In the stretch of the listing from its start through the line containing "fill: even-odd", rename "outline" to "contour" and reproduce those lines with everything else unchanged. Omit the pictures from your answer.

____

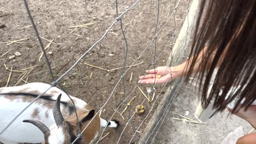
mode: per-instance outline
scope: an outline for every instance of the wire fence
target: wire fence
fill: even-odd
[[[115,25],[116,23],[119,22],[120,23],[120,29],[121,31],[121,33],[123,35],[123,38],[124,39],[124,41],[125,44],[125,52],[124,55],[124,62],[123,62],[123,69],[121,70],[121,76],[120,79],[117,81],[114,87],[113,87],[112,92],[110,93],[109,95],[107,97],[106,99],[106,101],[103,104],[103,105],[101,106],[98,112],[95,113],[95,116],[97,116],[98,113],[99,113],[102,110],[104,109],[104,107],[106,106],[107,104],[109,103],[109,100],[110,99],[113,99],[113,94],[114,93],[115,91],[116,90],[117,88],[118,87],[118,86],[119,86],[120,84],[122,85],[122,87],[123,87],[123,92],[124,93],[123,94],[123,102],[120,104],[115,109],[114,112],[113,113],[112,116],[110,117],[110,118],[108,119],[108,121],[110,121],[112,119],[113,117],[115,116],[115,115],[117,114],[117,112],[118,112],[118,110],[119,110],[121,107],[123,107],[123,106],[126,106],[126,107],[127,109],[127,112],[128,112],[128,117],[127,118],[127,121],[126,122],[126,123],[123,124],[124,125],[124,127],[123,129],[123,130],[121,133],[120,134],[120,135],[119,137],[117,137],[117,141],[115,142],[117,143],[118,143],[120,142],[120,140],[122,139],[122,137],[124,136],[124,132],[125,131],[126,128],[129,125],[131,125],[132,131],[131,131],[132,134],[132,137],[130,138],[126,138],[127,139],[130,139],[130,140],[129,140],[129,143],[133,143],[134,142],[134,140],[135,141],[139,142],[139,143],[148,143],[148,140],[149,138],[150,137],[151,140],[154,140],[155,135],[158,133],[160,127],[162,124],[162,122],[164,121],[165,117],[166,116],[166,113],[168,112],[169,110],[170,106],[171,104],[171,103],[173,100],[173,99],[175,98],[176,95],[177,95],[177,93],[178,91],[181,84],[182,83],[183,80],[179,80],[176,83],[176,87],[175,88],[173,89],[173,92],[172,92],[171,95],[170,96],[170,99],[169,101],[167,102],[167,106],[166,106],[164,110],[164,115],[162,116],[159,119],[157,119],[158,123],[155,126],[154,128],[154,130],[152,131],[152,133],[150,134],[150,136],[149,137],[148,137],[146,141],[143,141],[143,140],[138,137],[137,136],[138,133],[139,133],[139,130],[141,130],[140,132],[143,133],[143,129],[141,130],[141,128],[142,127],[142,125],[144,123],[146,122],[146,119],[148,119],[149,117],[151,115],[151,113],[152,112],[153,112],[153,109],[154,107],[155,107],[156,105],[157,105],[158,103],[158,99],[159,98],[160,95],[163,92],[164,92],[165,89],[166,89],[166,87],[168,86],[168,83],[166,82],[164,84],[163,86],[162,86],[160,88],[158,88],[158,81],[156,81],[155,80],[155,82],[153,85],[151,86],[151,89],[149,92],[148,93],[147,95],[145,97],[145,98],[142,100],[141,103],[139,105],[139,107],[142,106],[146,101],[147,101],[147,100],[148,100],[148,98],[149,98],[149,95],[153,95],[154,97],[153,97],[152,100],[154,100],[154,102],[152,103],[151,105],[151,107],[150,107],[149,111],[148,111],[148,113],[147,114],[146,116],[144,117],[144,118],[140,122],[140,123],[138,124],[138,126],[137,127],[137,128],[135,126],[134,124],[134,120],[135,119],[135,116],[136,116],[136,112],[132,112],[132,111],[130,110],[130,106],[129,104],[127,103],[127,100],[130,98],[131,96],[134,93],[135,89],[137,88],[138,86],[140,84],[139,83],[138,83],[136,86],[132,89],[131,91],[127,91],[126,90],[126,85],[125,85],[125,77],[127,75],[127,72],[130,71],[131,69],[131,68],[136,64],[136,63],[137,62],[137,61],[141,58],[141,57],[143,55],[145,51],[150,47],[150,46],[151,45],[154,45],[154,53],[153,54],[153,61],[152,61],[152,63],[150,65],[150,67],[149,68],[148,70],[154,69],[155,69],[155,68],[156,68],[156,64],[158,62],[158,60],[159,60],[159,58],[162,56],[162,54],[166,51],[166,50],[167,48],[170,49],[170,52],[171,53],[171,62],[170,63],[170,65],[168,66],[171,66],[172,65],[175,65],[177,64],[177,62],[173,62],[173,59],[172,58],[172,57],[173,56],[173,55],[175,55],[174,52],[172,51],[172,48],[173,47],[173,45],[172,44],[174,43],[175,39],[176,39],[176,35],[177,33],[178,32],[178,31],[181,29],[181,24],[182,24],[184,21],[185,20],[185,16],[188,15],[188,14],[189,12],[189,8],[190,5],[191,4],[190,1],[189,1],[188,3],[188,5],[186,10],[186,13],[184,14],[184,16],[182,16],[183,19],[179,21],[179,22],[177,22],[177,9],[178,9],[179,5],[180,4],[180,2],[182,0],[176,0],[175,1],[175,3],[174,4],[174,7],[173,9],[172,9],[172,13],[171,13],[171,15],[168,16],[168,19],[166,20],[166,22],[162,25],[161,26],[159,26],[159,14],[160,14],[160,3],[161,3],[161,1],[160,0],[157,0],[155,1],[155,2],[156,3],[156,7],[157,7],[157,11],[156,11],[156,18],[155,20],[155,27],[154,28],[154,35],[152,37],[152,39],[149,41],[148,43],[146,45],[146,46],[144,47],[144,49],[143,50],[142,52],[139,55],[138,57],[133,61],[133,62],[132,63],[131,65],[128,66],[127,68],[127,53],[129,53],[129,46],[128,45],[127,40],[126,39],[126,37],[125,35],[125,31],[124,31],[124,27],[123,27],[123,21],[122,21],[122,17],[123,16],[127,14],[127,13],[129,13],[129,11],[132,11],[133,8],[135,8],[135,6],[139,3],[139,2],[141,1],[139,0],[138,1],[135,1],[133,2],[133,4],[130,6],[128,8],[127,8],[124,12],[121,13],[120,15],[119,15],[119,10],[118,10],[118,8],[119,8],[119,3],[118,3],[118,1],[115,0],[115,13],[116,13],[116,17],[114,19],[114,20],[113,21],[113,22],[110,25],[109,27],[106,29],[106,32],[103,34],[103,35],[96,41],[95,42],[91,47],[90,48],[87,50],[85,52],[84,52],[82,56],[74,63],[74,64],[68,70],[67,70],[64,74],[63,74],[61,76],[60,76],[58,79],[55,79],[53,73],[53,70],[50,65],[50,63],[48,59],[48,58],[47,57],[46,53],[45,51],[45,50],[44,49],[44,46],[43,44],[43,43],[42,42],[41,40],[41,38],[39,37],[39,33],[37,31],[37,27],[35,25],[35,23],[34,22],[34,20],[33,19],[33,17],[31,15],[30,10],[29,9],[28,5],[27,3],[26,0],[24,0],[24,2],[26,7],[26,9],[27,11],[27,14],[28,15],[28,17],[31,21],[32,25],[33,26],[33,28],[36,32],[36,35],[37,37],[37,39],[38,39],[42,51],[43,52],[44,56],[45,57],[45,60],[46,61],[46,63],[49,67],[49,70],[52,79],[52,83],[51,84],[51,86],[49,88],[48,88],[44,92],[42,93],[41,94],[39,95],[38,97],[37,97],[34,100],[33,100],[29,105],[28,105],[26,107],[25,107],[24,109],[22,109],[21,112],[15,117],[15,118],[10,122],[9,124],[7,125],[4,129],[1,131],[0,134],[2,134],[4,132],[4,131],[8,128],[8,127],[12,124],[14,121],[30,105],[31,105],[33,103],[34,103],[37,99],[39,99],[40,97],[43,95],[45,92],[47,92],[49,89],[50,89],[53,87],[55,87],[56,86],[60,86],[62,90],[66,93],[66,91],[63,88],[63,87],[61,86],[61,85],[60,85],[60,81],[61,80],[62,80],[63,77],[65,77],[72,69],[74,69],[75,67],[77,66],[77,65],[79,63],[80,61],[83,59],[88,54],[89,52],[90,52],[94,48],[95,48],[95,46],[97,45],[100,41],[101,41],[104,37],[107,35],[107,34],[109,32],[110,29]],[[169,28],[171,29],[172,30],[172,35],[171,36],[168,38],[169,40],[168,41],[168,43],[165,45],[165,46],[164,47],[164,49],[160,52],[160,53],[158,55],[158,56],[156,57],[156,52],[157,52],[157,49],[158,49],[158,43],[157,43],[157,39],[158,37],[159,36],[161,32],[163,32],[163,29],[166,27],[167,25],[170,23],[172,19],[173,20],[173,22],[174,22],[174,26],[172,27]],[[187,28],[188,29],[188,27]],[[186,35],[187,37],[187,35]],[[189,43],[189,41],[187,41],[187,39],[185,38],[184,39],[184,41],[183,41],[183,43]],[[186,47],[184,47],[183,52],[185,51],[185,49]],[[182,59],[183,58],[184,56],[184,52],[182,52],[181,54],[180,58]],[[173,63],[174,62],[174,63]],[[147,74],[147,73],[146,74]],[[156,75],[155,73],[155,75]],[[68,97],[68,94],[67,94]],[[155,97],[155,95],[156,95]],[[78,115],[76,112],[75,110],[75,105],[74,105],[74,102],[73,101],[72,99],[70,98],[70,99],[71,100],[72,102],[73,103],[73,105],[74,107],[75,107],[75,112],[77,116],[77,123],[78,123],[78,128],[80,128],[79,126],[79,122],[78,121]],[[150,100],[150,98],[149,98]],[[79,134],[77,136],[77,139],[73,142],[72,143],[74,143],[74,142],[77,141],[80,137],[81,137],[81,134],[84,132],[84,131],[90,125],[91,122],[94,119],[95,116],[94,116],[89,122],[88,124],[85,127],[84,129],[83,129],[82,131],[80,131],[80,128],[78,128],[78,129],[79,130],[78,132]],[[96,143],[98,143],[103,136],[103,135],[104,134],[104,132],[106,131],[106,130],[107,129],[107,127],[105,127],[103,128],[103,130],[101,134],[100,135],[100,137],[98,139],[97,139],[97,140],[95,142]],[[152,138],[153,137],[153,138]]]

____

COMPLETE RESPONSE:
mode: per-instance contour
scope: an contour for every instance of the wire fence
target: wire fence
fill: even-odd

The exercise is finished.